◆ Recorded data ◆
==========

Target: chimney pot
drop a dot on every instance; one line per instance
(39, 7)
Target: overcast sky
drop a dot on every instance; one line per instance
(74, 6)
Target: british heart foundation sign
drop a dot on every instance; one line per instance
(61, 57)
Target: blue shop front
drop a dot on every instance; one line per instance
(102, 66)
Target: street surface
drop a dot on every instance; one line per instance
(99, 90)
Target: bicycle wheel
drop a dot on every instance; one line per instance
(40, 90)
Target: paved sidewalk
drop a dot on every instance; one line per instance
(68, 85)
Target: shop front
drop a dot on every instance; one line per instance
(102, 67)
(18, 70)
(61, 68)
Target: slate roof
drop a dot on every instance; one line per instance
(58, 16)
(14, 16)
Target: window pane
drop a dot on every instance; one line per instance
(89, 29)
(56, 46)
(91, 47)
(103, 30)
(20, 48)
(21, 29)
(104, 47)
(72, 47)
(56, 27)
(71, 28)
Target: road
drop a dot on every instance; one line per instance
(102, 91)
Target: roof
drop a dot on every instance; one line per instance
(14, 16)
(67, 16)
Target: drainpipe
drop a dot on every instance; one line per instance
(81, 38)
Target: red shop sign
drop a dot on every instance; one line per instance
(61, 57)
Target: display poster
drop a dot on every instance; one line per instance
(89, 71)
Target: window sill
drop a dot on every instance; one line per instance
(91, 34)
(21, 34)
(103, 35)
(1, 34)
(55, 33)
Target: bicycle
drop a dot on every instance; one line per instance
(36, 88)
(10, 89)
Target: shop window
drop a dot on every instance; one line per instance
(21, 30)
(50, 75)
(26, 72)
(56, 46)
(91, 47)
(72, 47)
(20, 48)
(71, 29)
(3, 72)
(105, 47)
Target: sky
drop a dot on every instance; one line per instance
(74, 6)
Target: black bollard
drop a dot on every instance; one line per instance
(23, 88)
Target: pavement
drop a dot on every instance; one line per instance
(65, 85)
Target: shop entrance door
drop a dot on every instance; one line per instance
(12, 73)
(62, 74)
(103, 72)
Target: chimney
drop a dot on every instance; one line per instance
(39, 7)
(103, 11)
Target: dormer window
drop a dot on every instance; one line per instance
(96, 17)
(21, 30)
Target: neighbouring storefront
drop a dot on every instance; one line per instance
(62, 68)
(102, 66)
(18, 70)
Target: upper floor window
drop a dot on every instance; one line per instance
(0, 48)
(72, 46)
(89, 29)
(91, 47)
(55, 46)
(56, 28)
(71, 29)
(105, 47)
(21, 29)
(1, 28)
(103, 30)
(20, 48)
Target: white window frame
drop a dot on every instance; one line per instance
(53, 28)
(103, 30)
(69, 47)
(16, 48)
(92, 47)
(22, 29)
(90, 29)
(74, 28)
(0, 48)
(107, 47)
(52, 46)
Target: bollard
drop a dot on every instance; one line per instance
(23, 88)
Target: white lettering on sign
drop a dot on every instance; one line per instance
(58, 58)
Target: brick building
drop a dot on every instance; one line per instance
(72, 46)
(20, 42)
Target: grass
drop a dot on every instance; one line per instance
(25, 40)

==========

◆ Set exercise ◆
Write the listing out again, exactly as it reads.

◆ Answer ◆
Target: chimney pot
drop a dot on every instance; one line per instance
(39, 7)
Target: overcast sky
drop a dot on every instance; one line per instance
(74, 6)
Target: british heart foundation sign
drop a dot on every instance; one line per instance
(61, 57)
Target: blue shop front
drop a dot on every instance; one line per instance
(102, 66)
Target: street surface
drop a dot on every instance; one line per instance
(99, 90)
Target: bicycle wheel
drop a dot on every instance; one line per instance
(40, 90)
Target: paved sidewalk
drop a dot on every instance; one line per instance
(68, 85)
Target: shop front
drop a dot on every instance; one line per instance
(102, 67)
(18, 70)
(61, 68)
Target: slate roof
drop a dot on every instance; one line per instance
(58, 16)
(14, 16)
Target: window pane
drop a dot on every instance; one line per instance
(89, 29)
(56, 46)
(91, 47)
(103, 30)
(20, 48)
(21, 29)
(104, 47)
(72, 47)
(56, 27)
(71, 28)
Target: road
drop a dot on every instance; one line per instance
(102, 91)
Target: roof
drop a dot on every instance; one line per instance
(14, 16)
(67, 16)
Target: drainpipe
drop a dot on every instance; one line per instance
(81, 38)
Target: red shop sign
drop a dot on every instance; one line per instance
(61, 57)
Target: display poster
drop a dot on every instance; one line per instance
(89, 71)
Target: window sill
drop a dot on every instance; one line per instance
(91, 34)
(21, 34)
(103, 35)
(1, 34)
(55, 33)
Target: bicycle
drop a dot on every instance; one line per instance
(36, 88)
(10, 89)
Target: shop window
drop a dot on every instance; one line per instance
(21, 30)
(50, 75)
(26, 72)
(56, 46)
(91, 47)
(72, 47)
(20, 48)
(71, 29)
(3, 72)
(105, 47)
Target: sky
drop a dot on every instance; one line per instance
(74, 6)
Target: black bollard
drop a dot on every instance; one line per instance
(23, 88)
Target: pavement
drop a dot on every instance; one line per instance
(65, 85)
Target: shop entrance door
drop a dot on every instance; one line per instance
(12, 73)
(62, 74)
(103, 72)
Target: chimney
drop a dot on every instance; one line per instance
(39, 7)
(103, 11)
Target: dormer window
drop a dot on every instance; one line per instance
(96, 17)
(21, 30)
Target: neighbouring storefront
drop a dot on every instance; one line per instance
(62, 68)
(102, 66)
(18, 70)
Target: upper floor window
drop a dot on every instance; one line per instance
(0, 48)
(72, 46)
(89, 29)
(91, 47)
(55, 46)
(56, 28)
(71, 29)
(105, 47)
(21, 29)
(1, 28)
(103, 30)
(20, 48)
Target: white window frame
drop a dot on every instance; one line per instance
(53, 28)
(103, 30)
(69, 47)
(16, 48)
(92, 47)
(22, 29)
(90, 29)
(74, 28)
(0, 48)
(107, 47)
(52, 46)
Target: bollard
drop a dot on every instance; one line per instance
(23, 88)
Target: white lettering on sign
drop a dot on every instance; one line per instance
(58, 58)
Target: brick building
drop a dot on every instance; one line per instance
(72, 46)
(20, 42)
Target: grass
drop a dot on every instance; one line per instance
(25, 40)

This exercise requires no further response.